» Supplied text
-------------------------

I stuck with it long enough so that the market turned again into a candidate’s market, and employers were putting a lot of pressure on their HR and Talent Attraction teams to bring in top-tier talent, especially in tech, especially in cities like Austin. I sort of went back to what I had done by seeking candidates on dating websites, but this was in 2014, 2015, so the tech was so much better. We had LinkedIn and boolean searches and I spent a lot of time producing content and courses for Talent Attraction leaders on how to find the best possible candidates in some of the most interesting places.

The most important thing is focusing on your personal development and listening to your customers along with having a great support team to bring your vision to life.

I have a team now. My company is based in Austin and I am also partners in a coworking space called Duo Works, so we have an office there, but the majority of my 10-12 person team is all over the world. I love the concept of asynchronous work. I hire people who are really good at what they do and let them run with it. If someone on my team wants to learn something new, I make sure that happens. I want them to grow with me, and I think that comes from my background in HR. It encompasses so much, from people to the tech we use in our workplaces to benefits and compensation to onboarding and offboarding and - during the first months of the pandemic - furloughs and layoffs and remote work...I pivoted really quickly to virtual events like webinars and panel sessions to help workplace leaders in HR support their companies.

What platform/tools do you use for your business?

Because our team is all over the world, we use a lot of tools to help us communicate and work asynchronously. We use Trello to manage projects and tasks, Zoom for team meetings, Slack all day every day, Google Sheets, and Google Docs for collaboration. I have really good project managers that know how to work as a dispersed team and we get a lot of work done with around a dozen people - plus me.

-------------------------

[Data excerpts]
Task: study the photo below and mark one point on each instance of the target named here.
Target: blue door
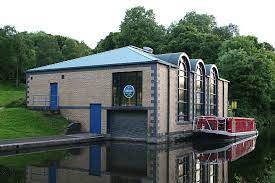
(54, 96)
(52, 173)
(95, 160)
(95, 118)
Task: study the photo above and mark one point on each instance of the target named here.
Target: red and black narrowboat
(226, 128)
(229, 152)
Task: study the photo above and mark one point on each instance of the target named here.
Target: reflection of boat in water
(229, 128)
(228, 152)
(117, 162)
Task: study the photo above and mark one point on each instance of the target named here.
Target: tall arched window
(183, 93)
(199, 100)
(213, 93)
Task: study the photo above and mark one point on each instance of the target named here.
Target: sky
(92, 20)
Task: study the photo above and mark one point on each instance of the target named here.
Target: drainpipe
(168, 124)
(168, 101)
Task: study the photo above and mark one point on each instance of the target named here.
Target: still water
(249, 160)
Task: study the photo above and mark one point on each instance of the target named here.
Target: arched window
(213, 93)
(199, 100)
(183, 93)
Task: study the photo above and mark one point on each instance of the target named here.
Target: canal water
(249, 160)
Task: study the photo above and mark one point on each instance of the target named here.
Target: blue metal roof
(172, 58)
(194, 63)
(209, 67)
(124, 55)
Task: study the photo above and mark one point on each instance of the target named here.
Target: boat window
(213, 93)
(199, 100)
(183, 92)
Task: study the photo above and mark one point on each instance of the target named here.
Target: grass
(16, 121)
(10, 94)
(21, 122)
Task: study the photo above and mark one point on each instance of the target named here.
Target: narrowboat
(229, 128)
(229, 152)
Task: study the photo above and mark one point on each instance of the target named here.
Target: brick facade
(79, 88)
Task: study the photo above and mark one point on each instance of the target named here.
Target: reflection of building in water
(141, 163)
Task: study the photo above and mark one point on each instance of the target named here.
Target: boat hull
(223, 135)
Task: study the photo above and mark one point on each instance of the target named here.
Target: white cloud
(92, 20)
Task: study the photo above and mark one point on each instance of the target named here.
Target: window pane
(181, 95)
(181, 82)
(183, 92)
(181, 106)
(122, 79)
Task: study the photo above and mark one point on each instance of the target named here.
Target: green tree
(199, 36)
(47, 49)
(138, 28)
(25, 55)
(249, 67)
(112, 41)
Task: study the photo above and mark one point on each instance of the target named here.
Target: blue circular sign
(129, 91)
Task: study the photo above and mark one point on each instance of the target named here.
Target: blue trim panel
(95, 118)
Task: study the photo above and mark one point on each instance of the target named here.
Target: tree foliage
(138, 28)
(250, 68)
(22, 50)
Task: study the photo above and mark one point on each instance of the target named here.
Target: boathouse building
(130, 93)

-------------------------

» Task
According to the interview text, which tool does the team use to manage projects and tasks?

» Task result
Trello.